PROBLEM 1: In the account of the coalition launch, where did the co-founders gather on the day after the screening?
PROBLEM 2: Print the part of the coalition launch account from "The film ended" up to and including "be 100 Months to Change.", word for word.

EXTRACT:
○ ○ ○ ○ ○
The film ended and the lights came up. I walked to the front of the room and announced publicly for the first time the 100 Months to Change Coalition. I asked the co-founders to stand, and the crowd applauded. I invited the three characters in the film who were in attendance at the screening — Erin Meezan, Jim Hartzfeld, and Connie Henzler — to join me at the front of the auditorium for a deeper dive into how an organization can transform. We ended the evening by inviting everyone in attendance to lead the change in their own organization, and reminding them that at the stroke of midnight, there would be 100 Months to Change.
The next day, the co-founders gathered at the Russell Center, thanks to our relationship with the Atlanta culture creator Courtney Counts who, along with his wife Shakila, joined the group for the second day. Amanda Kathryn Roman opened the conversation asking for a reflection from each person on what opportunity we each saw for ourselves to advance our own work and passions in a way that would advance the 100 Months to Change mission.
There were many ideas and a good deal of enthusiasm for the work, but something was still missing for me. At a break, Amanda and I discussed what needed to happen next. I suggested asking folks what, if anything, they would need to feel satisfied with their investment of time and energy in being a part of the event. I listened keenly for signs of dissatisfaction as we went around the table. But people said they had gotten what they came for. I was debating whether to press the issue any further when Amanda said from the opposite side of the table, “Nathan, I can see on your face that you have something to say. Do you want to say it?”
In that moment, I realized that I was the one who had not gotten what I’d come for, and that I did need something more to feel satisfied. I smiled and thanked Amanda for being such a great teammate, and took a breath, preparing to say something that felt risky. “We want to distinguish this Coalition,” I said, “by its focus on action, and not just words. We have 100 months starting right now and each one of them is precious. I need to leave here knowing what we are all going to do this month, or for the next several months to lead the change.”
As I said it, I realized that this was a kind of moment of truth. The whole idea for 100 Months to Change is that no one can lead a global coalition that can rise to meet the challenges our generation faces. We all have to. These two days were an experiment to see if we could introduce changemakers to each other inside of an expansive theory of change and have them grab hold of whatever pieces they could do together — and to take action on it. If we could do that, then 100 Months to Change had a chance to cultivate a socially and environmentally sustainable world, a world that works for everyone. If not, well, I don’t know what.
I don’t remember exactly how it happened, but the group agreed that it needed time to discuss ideas with each other in small groups and then each person would make a declaration for action they would take in the near future. Groups formed immediately. Pops of insight could be heard as conversations refined into commitments and possibilities became promises.
And so it was that the 100 Months to Change Coalition officially began — with a new group of fast friends and a few pages of ambitious work to be completed as quickly as we can, understanding that 100 months is a long game, and that in order to play it, we all have to give our best effort given the circumstances, month after month. Because there are only 100 Months to Change.
○ ○ ○ ○ ○
DATA LISTING:
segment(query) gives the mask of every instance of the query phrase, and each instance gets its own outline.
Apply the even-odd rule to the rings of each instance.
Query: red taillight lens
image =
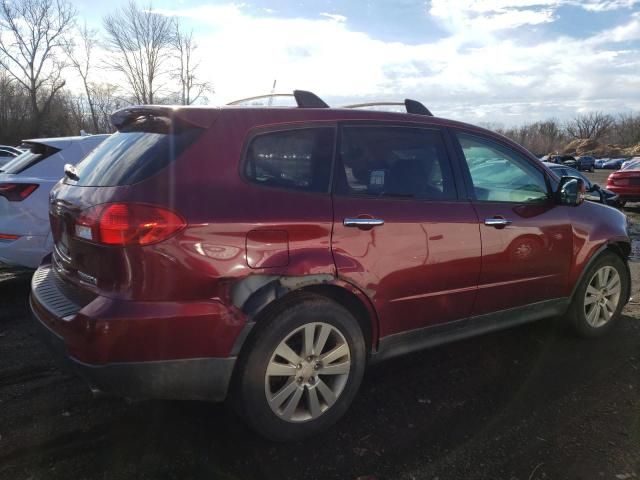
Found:
[[[39,187],[36,183],[0,183],[0,197],[10,202],[21,202]]]
[[[76,237],[105,245],[149,245],[182,230],[178,214],[139,203],[105,203],[85,210],[76,221]]]

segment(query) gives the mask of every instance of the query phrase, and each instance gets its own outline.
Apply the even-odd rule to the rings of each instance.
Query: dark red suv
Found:
[[[133,107],[51,193],[45,337],[92,387],[222,401],[279,440],[368,363],[628,301],[625,216],[487,130],[410,113]],[[428,368],[428,366],[425,366]]]

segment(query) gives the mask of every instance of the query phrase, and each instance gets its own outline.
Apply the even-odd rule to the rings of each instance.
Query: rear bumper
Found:
[[[97,311],[108,313],[105,302],[112,301],[96,297],[80,308],[74,303],[78,299],[72,301],[53,287],[43,289],[42,278],[45,275],[52,275],[50,266],[36,271],[30,298],[32,317],[40,336],[64,365],[93,388],[133,398],[225,399],[236,357],[171,355],[184,348],[176,346],[175,342],[182,343],[189,337],[209,337],[209,332],[204,331],[207,324],[213,330],[216,330],[216,323],[218,327],[222,323],[224,328],[228,318],[219,315],[218,306],[204,315],[204,323],[201,312],[197,314],[196,325],[203,330],[178,334],[180,326],[189,328],[194,325],[192,318],[178,316],[167,322],[166,312],[164,317],[153,319],[148,317],[149,313],[154,313],[152,311],[147,312],[147,316],[136,325],[138,319],[135,315],[120,318],[112,311],[111,318],[108,315],[106,318],[94,317],[90,313],[96,310],[96,304],[102,307]],[[123,307],[122,303],[136,302],[120,302],[119,308]],[[126,306],[131,308],[133,305]],[[157,308],[155,313],[159,314]],[[145,348],[149,343],[155,344],[153,348]],[[200,347],[196,346],[197,353],[202,353]]]
[[[0,241],[0,264],[35,269],[50,251],[51,236],[25,235]]]

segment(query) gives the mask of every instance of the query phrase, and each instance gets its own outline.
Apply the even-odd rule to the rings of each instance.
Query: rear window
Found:
[[[251,140],[245,177],[260,185],[328,192],[333,160],[333,127],[269,132]]]
[[[165,118],[142,118],[114,133],[76,168],[77,186],[115,187],[132,185],[174,162],[202,133]]]
[[[58,148],[53,148],[41,143],[32,143],[27,146],[29,147],[29,150],[21,153],[13,160],[7,162],[2,167],[2,173],[22,173],[27,168],[33,167],[35,164],[41,162],[45,158],[48,158],[60,151],[60,149]]]

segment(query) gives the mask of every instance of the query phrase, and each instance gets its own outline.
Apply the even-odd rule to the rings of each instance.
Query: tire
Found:
[[[574,333],[593,338],[614,328],[620,321],[629,288],[629,270],[624,261],[614,253],[603,253],[583,276],[567,312]]]
[[[236,372],[234,406],[249,426],[268,439],[291,441],[337,422],[356,396],[365,370],[358,321],[329,299],[300,294],[261,319],[256,329]],[[307,355],[306,338],[311,337]]]

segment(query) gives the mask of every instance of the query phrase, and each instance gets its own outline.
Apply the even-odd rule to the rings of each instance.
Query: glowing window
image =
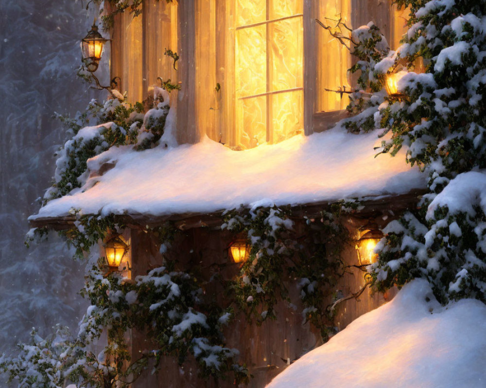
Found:
[[[246,148],[303,130],[302,0],[238,0],[236,125]]]

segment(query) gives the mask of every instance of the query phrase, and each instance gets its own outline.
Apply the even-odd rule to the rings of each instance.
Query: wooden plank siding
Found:
[[[349,53],[315,19],[332,24],[342,17],[353,28],[372,21],[394,47],[405,31],[407,11],[397,11],[390,0],[302,0],[303,127],[308,135],[346,116],[346,96],[340,99],[324,89],[351,87],[356,80],[347,74],[352,64]],[[181,90],[172,95],[177,105],[179,143],[196,143],[207,135],[238,145],[242,129],[236,123],[234,0],[178,0],[170,4],[145,0],[143,6],[142,15],[135,19],[127,13],[115,17],[112,76],[122,77],[122,91],[128,91],[131,102],[145,98],[157,77],[180,81]],[[166,48],[180,56],[177,71],[163,55]]]
[[[304,233],[304,223],[302,219],[296,222],[295,227],[298,235]],[[348,220],[345,224],[350,229],[356,227],[353,221]],[[215,279],[229,281],[239,273],[239,264],[233,262],[228,253],[227,247],[233,238],[232,233],[227,231],[209,228],[185,230],[178,234],[170,250],[164,254],[165,259],[175,263],[176,270],[190,270],[198,274],[205,285],[205,300],[226,307],[231,305],[232,301],[226,297],[222,282]],[[131,240],[133,254],[137,258],[132,267],[134,276],[146,275],[150,270],[162,265],[157,239],[150,232],[134,230]],[[358,264],[353,244],[345,248],[342,259],[345,265]],[[335,289],[345,295],[356,292],[364,285],[364,275],[356,268],[349,268]],[[265,387],[289,365],[322,343],[316,328],[303,321],[301,314],[303,306],[296,281],[289,279],[284,282],[292,304],[279,300],[275,307],[276,320],[268,320],[258,326],[254,322],[249,322],[242,313],[239,313],[234,321],[224,329],[226,346],[240,351],[240,360],[245,362],[254,376],[249,388]],[[337,307],[336,325],[340,330],[344,329],[358,317],[382,305],[393,294],[392,291],[386,296],[372,295],[366,290],[359,301],[350,299],[343,302]],[[325,304],[332,303],[330,297],[324,301]],[[141,352],[152,348],[150,340],[144,333],[134,331],[132,338],[134,358]],[[133,388],[234,386],[231,379],[219,381],[212,378],[201,379],[198,376],[196,363],[190,356],[182,366],[177,364],[175,357],[163,357],[160,366],[158,373],[146,374],[133,385]]]

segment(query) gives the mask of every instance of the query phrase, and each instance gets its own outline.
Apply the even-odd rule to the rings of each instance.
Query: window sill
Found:
[[[329,112],[316,112],[312,118],[314,132],[323,132],[330,129],[339,120],[349,116],[349,113],[346,109]]]

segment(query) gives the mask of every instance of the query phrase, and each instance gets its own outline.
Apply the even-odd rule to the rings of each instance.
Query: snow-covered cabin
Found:
[[[73,209],[114,214],[127,226],[122,236],[129,246],[127,275],[160,266],[162,252],[208,279],[217,268],[227,279],[239,264],[228,252],[234,236],[221,228],[226,210],[290,205],[298,230],[305,217],[319,217],[338,200],[359,198],[361,206],[343,223],[357,241],[379,229],[415,206],[424,178],[405,163],[404,152],[375,158],[381,141],[376,133],[332,128],[347,114],[347,101],[345,94],[325,89],[352,85],[347,70],[353,60],[315,19],[342,18],[354,27],[372,20],[396,46],[403,14],[390,0],[146,0],[138,17],[116,15],[112,76],[121,77],[132,102],[149,99],[157,77],[180,85],[171,92],[173,116],[167,120],[179,145],[112,148],[95,157],[85,185],[49,202],[31,225],[70,227]],[[166,49],[179,55],[175,64]],[[184,233],[164,252],[146,226],[168,220]],[[354,243],[343,258],[360,264]],[[363,273],[351,270],[336,291],[348,295],[364,283]],[[255,376],[250,387],[264,386],[321,343],[317,331],[303,324],[298,288],[289,289],[295,308],[281,301],[277,320],[257,326],[242,315],[225,332]],[[222,290],[208,292],[226,303]],[[338,306],[336,326],[344,328],[384,300],[367,289],[359,302]],[[135,354],[144,348],[144,338],[133,336]],[[134,386],[210,386],[197,374],[167,358],[158,375]]]

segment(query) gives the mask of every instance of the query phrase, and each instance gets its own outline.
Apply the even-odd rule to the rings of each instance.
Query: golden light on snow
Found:
[[[394,96],[399,94],[398,91],[398,82],[403,76],[407,74],[407,72],[404,70],[399,71],[398,73],[392,73],[386,76],[386,83],[385,87],[386,92],[390,96]]]
[[[359,239],[356,248],[360,265],[368,265],[376,261],[378,255],[374,250],[382,237],[379,230],[373,230],[365,233]]]
[[[237,2],[236,127],[251,148],[303,130],[302,0]]]
[[[108,266],[112,269],[118,270],[122,260],[126,252],[128,246],[119,237],[108,240],[105,244],[105,253]]]
[[[241,263],[248,259],[250,255],[250,249],[245,240],[235,241],[229,247],[231,257],[235,263]]]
○ ○ ○ ○ ○
EXERCISE ANSWER 1: At the Russell Center.

EXERCISE ANSWER 2:
The film ended and the lights came up. I walked to the front of the room and announced publicly for the first time the 100 Months to Change Coalition. I asked the co-founders to stand, and the crowd applauded. I invited the three characters in the film who were in attendance at the screening — Erin Meezan, Jim Hartzfeld, and Connie Henzler — to join me at the front of the auditorium for a deeper dive into how an organization can transform. We ended the evening by inviting everyone in attendance to lead the change in their own organization, and reminding them that at the stroke of midnight, there would be 100 Months to Change.